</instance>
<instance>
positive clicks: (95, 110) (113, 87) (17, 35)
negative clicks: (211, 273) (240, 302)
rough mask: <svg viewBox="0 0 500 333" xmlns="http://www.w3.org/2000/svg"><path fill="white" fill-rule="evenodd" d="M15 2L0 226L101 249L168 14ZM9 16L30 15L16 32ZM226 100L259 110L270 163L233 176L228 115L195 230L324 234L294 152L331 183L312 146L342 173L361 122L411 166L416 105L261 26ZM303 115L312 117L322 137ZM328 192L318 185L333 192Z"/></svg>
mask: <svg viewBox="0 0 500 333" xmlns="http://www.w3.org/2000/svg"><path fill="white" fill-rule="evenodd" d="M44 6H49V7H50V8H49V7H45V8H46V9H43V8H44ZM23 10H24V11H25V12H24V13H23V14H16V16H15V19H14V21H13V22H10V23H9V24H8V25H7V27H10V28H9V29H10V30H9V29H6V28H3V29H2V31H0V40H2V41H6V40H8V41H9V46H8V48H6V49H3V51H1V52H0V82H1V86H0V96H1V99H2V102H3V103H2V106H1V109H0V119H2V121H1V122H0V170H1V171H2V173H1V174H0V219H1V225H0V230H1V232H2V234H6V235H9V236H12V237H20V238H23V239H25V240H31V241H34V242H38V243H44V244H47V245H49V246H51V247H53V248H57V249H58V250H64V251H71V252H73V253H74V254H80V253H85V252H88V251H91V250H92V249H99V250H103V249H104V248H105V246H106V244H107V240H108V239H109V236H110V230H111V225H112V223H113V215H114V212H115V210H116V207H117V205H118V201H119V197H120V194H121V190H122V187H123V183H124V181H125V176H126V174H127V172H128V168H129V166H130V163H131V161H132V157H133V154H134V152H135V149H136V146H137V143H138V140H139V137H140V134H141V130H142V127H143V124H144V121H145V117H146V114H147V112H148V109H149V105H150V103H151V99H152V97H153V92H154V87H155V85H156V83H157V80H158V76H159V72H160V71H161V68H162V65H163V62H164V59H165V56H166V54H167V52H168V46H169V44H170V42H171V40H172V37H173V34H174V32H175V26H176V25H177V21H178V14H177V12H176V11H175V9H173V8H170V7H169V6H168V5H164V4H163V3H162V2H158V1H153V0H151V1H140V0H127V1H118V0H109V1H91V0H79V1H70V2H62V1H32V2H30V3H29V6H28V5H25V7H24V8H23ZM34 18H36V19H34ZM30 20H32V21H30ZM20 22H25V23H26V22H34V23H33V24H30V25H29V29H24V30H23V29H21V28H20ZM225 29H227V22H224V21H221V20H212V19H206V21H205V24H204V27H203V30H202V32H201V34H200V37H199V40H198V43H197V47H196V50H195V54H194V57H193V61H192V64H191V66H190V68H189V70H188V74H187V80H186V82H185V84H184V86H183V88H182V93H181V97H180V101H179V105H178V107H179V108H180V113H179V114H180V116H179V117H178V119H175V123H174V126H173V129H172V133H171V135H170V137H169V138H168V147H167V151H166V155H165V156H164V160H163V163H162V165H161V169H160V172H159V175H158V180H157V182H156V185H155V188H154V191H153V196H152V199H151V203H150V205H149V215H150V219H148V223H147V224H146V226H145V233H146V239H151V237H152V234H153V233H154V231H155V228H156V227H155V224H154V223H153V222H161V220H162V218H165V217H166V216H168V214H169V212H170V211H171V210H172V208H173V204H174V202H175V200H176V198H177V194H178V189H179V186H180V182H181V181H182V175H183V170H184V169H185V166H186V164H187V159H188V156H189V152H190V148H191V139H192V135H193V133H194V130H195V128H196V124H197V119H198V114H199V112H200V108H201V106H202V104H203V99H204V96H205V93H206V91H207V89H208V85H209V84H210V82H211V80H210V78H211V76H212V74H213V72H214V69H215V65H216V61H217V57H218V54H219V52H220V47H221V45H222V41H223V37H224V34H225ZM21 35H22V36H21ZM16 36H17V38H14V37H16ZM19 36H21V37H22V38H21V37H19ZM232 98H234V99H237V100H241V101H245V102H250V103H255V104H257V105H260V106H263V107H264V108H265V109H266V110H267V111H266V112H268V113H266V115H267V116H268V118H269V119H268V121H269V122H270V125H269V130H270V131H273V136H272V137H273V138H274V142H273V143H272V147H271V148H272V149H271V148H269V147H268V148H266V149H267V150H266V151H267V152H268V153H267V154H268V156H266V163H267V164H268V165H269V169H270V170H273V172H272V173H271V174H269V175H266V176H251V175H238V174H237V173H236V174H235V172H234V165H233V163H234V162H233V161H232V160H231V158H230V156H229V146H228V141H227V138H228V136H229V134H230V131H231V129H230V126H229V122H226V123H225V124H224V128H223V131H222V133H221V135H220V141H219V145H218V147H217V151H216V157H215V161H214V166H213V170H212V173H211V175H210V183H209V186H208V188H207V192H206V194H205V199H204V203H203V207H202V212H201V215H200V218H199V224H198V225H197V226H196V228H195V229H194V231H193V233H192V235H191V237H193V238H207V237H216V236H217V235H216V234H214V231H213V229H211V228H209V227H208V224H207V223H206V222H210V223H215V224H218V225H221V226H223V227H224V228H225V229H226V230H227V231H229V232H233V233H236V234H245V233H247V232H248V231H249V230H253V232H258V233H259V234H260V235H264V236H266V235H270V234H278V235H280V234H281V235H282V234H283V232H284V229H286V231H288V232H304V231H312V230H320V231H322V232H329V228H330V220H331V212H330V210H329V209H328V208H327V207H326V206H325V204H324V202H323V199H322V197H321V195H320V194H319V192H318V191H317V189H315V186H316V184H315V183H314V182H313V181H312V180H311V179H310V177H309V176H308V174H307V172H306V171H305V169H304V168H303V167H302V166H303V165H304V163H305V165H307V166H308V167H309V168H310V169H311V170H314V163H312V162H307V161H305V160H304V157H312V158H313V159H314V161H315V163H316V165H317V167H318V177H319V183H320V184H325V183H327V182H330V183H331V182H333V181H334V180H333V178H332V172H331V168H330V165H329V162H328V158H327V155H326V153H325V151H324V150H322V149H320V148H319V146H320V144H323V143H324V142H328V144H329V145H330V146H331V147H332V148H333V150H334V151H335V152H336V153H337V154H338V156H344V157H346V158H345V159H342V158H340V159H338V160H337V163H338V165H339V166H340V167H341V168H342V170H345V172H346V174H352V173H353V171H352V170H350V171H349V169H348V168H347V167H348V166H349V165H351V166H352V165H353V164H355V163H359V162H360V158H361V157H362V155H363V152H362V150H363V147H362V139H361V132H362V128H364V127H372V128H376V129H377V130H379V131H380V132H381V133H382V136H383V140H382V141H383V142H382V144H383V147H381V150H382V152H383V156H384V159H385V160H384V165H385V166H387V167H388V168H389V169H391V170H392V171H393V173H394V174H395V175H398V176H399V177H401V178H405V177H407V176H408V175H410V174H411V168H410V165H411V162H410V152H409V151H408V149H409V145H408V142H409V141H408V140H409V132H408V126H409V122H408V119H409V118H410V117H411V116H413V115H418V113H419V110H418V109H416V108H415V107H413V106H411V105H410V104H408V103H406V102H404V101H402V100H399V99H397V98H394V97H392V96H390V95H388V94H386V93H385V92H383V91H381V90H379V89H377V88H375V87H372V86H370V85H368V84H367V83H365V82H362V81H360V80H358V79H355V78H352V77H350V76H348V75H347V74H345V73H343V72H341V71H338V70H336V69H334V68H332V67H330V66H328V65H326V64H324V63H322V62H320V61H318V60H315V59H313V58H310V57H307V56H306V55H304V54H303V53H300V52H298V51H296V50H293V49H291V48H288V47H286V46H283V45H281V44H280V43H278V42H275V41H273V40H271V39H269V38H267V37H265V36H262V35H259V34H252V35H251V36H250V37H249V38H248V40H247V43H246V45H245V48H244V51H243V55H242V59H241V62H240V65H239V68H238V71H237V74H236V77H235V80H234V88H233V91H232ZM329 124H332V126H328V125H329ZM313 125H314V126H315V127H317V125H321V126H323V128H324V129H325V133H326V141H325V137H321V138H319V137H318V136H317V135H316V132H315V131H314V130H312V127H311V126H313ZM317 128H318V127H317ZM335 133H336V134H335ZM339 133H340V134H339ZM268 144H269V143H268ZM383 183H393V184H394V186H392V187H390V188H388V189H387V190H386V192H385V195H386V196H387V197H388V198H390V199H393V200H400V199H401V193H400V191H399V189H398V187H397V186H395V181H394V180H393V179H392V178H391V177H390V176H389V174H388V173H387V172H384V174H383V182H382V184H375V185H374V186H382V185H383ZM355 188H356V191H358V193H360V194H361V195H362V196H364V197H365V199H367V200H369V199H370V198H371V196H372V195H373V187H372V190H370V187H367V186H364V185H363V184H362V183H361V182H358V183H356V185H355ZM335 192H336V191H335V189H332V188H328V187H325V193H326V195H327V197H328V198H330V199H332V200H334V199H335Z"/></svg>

▶ **Task item**:
Across the entries above, work out how many lines hold "clicks". The answer is that number alone.

▶ **Expected answer**:
2